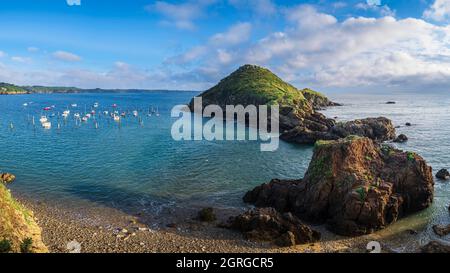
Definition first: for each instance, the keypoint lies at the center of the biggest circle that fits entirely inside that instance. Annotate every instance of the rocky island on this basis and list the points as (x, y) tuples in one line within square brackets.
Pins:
[(354, 184), (300, 122)]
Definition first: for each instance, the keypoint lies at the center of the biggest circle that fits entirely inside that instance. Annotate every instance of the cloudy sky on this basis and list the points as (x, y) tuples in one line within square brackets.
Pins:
[(365, 45)]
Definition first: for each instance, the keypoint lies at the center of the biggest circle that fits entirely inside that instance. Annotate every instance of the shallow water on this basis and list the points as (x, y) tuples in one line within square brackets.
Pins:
[(130, 166), (139, 167), (429, 136)]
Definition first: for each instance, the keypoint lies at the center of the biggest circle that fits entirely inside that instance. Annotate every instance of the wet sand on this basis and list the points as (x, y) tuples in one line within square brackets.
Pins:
[(107, 230)]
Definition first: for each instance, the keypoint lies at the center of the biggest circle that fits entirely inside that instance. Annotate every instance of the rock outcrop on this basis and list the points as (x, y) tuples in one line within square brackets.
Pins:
[(441, 230), (355, 185), (401, 138), (435, 247), (443, 174), (299, 120), (17, 225), (267, 224), (318, 100), (379, 129), (7, 178)]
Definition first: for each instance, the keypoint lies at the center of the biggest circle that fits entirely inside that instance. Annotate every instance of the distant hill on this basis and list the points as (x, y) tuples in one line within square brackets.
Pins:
[(11, 89), (251, 84), (255, 85)]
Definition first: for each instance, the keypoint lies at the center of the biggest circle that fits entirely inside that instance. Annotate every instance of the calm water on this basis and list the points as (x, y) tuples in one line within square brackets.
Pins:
[(138, 167), (131, 166)]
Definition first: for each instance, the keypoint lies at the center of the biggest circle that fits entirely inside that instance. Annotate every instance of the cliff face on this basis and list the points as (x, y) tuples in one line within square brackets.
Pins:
[(17, 225), (355, 185), (317, 100), (253, 85)]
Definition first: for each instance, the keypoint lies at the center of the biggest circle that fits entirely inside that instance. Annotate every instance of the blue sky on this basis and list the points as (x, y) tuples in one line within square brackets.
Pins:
[(329, 45)]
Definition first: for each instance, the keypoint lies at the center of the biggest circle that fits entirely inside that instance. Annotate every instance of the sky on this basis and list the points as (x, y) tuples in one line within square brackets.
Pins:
[(362, 45)]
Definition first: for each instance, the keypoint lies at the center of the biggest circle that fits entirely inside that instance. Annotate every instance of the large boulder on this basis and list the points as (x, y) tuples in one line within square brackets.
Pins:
[(267, 224), (435, 247), (443, 174), (441, 230), (317, 100), (7, 178), (355, 185), (378, 129)]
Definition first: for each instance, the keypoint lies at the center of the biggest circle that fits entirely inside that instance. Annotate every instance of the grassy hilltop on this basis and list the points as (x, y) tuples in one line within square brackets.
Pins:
[(255, 85)]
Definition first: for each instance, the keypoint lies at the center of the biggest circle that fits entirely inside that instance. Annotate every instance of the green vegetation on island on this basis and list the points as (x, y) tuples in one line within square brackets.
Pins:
[(11, 89), (252, 84)]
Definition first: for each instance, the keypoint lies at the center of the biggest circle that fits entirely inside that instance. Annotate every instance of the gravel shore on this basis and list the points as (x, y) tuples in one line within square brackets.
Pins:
[(106, 230)]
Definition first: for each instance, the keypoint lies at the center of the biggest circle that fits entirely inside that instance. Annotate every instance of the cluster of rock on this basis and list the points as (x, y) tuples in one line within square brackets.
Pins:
[(267, 224), (7, 178), (317, 100), (355, 185), (317, 127)]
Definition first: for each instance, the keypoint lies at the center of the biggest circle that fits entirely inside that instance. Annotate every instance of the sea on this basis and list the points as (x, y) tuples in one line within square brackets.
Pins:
[(136, 166)]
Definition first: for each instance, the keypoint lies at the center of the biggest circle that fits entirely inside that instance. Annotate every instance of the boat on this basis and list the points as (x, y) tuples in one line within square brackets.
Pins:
[(66, 113), (47, 125)]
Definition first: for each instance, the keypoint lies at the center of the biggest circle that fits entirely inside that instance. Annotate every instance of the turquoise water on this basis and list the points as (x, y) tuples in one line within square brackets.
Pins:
[(139, 167), (429, 136), (132, 166)]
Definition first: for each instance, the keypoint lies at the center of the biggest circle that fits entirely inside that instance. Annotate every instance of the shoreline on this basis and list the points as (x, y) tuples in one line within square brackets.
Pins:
[(101, 229)]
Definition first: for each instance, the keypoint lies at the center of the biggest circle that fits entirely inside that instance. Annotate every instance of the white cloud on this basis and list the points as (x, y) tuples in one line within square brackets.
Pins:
[(258, 7), (221, 47), (438, 11), (316, 49), (307, 17), (383, 10), (32, 49), (181, 15), (236, 34), (66, 56), (73, 2), (20, 59)]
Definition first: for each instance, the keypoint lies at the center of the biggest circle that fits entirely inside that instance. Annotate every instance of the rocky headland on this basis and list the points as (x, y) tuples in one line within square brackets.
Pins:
[(354, 185), (299, 120)]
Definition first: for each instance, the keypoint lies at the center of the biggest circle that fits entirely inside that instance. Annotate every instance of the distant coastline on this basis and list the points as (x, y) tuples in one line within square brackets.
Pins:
[(11, 89)]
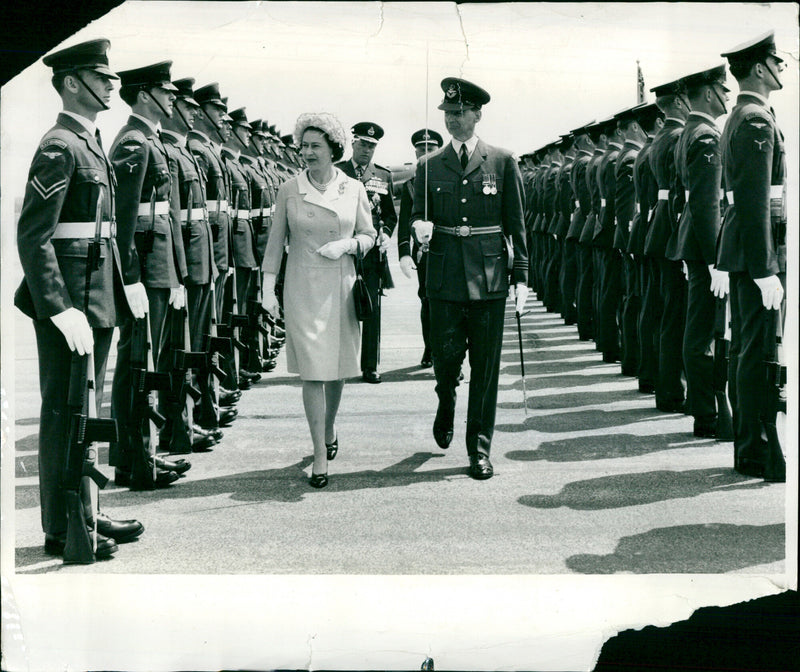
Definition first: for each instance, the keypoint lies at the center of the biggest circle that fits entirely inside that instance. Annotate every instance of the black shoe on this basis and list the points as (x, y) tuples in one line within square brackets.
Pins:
[(442, 429), (318, 480), (54, 545), (333, 448), (480, 468), (121, 531)]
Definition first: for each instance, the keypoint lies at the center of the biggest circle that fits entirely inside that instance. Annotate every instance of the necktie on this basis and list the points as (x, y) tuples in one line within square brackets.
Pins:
[(464, 157)]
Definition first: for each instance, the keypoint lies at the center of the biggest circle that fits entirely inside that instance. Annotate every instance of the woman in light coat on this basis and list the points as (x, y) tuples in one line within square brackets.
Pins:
[(322, 216)]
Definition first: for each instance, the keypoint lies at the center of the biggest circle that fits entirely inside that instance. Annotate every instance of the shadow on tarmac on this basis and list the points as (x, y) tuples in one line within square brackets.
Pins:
[(621, 490), (604, 447), (693, 549)]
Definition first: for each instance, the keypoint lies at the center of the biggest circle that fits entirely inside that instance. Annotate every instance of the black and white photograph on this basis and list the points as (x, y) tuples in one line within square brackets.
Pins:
[(380, 335)]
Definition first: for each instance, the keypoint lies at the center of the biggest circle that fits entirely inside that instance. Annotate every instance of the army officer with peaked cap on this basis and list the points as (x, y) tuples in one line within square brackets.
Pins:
[(474, 203)]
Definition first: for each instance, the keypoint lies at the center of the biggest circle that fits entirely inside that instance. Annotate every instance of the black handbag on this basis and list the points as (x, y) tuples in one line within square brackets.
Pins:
[(361, 297)]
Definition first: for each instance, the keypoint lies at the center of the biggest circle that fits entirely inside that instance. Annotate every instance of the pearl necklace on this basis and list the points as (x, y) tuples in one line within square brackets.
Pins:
[(318, 185)]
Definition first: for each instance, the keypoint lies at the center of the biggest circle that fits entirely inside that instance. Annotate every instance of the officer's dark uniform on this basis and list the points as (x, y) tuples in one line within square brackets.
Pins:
[(409, 246), (752, 244), (700, 169), (144, 176), (473, 209), (57, 222), (378, 183)]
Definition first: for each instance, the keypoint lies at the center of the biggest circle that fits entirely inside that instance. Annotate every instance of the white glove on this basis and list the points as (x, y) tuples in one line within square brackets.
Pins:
[(269, 301), (423, 230), (177, 297), (75, 327), (407, 266), (137, 299), (771, 291), (720, 283), (521, 296), (336, 248)]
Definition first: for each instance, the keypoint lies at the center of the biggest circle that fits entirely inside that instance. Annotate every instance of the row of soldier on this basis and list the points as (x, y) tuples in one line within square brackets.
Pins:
[(628, 241)]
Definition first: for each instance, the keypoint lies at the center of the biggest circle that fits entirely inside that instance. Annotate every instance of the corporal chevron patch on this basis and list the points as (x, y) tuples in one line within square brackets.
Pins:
[(47, 192)]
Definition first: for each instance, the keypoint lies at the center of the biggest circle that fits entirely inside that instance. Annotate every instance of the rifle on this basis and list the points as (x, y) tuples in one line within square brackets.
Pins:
[(145, 419), (720, 375), (84, 427), (775, 463)]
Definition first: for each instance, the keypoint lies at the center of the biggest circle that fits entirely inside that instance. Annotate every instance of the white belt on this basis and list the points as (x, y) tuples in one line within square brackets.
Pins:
[(81, 230), (212, 205)]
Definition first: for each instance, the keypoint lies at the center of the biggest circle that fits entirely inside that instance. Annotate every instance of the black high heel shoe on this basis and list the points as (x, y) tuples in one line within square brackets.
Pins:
[(333, 448), (318, 480)]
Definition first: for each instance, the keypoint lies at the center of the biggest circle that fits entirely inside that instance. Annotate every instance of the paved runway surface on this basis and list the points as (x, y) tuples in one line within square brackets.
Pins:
[(592, 480)]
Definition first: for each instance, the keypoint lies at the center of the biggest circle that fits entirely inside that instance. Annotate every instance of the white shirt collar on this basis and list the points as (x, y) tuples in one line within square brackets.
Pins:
[(83, 121), (471, 144), (155, 127)]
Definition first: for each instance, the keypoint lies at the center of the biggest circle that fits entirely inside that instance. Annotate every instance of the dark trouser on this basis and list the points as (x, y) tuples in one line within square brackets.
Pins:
[(751, 327), (476, 326), (669, 386), (121, 391), (631, 308), (649, 321), (698, 338), (610, 304), (55, 361), (584, 292), (569, 281), (371, 327), (425, 308)]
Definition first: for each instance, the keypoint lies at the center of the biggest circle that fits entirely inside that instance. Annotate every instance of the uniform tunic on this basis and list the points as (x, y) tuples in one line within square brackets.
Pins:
[(322, 331)]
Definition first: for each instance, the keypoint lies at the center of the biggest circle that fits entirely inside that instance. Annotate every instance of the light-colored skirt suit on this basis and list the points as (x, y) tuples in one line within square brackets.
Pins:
[(322, 332)]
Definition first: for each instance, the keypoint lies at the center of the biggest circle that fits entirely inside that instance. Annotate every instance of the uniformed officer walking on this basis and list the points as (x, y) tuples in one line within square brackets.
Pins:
[(752, 242), (414, 255), (73, 306), (474, 202), (378, 183)]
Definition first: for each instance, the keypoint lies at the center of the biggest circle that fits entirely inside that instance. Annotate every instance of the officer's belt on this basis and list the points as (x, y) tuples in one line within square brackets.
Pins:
[(466, 231), (77, 230), (146, 209), (212, 206)]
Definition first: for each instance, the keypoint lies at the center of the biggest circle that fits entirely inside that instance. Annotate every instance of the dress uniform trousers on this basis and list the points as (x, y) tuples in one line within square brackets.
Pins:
[(747, 378), (454, 324), (55, 360)]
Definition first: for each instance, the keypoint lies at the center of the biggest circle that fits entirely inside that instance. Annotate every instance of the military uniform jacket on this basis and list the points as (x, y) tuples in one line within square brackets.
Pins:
[(753, 235), (215, 179), (662, 163), (646, 195), (580, 192), (68, 172), (142, 167), (607, 186), (625, 195), (241, 230), (472, 268), (188, 209), (587, 235), (699, 166)]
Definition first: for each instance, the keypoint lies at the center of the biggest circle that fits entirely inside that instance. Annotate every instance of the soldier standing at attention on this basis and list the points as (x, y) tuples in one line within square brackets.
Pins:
[(474, 200), (415, 256), (155, 256), (752, 243), (700, 171), (378, 183), (69, 175)]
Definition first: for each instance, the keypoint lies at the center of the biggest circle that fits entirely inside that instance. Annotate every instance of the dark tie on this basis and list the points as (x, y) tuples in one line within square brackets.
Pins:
[(464, 157)]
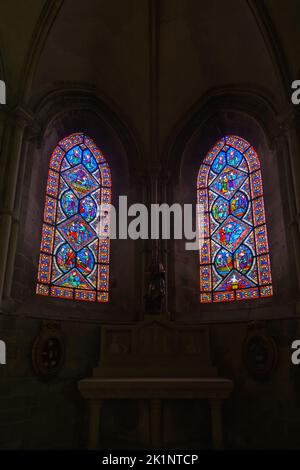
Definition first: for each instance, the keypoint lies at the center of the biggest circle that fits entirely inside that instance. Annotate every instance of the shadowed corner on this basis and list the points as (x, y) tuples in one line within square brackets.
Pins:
[(2, 92), (2, 353)]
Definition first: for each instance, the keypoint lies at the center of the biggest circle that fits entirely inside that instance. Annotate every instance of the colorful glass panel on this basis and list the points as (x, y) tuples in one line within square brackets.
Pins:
[(234, 256), (75, 237)]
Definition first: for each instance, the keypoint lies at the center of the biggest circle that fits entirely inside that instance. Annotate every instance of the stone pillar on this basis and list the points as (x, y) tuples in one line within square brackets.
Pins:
[(216, 423), (94, 424), (293, 135), (156, 423), (8, 219)]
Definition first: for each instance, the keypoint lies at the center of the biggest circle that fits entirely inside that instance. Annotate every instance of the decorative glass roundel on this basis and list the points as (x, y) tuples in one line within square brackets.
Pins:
[(234, 257), (74, 258)]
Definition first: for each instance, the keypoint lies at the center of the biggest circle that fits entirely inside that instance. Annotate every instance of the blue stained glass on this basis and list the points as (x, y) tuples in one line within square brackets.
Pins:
[(234, 260), (228, 182), (74, 256), (88, 208), (85, 261), (69, 203), (219, 162), (74, 155), (223, 262), (89, 161), (234, 157), (243, 259), (65, 257), (239, 204), (220, 209)]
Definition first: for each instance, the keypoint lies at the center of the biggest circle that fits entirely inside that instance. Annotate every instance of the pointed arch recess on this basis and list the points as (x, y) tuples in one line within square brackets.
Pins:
[(234, 258), (75, 248)]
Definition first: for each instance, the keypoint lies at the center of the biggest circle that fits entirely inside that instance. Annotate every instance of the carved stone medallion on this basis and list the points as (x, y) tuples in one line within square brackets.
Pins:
[(48, 350)]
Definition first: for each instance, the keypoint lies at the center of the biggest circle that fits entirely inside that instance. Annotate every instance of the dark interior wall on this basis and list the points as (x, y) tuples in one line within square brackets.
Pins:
[(35, 414), (52, 415), (204, 50)]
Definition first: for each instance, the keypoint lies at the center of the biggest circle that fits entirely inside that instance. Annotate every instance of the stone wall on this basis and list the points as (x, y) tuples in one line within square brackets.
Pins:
[(52, 415)]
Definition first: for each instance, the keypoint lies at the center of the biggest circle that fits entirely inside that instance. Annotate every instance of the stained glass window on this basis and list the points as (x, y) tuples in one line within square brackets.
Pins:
[(234, 257), (74, 256)]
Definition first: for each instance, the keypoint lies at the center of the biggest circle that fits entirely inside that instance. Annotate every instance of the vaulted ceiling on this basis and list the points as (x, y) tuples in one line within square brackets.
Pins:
[(196, 46)]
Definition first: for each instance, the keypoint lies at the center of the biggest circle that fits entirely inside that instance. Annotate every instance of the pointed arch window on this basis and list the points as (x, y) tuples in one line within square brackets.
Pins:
[(234, 258), (74, 255)]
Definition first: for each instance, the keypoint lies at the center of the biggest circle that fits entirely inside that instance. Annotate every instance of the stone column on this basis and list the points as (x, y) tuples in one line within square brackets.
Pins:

════

*Work task*: In the listing above, find each line with "belt" and copy it.

*Reply to the exercise*:
Definition first: for each instance, the keypoint lies at the center of the biggest circle that fits entirely inside that instance. Annotate every instance of the white belt on this basis and list the points as (x, y) tuples in one line within square brackets.
Definition first: for each instance, the keypoint lies at the center of the biggest circle that fits entirely inside that instance. Annotate every instance of the officer's belt on this basis and list the points as (x, y) tuples in one line within square brackets.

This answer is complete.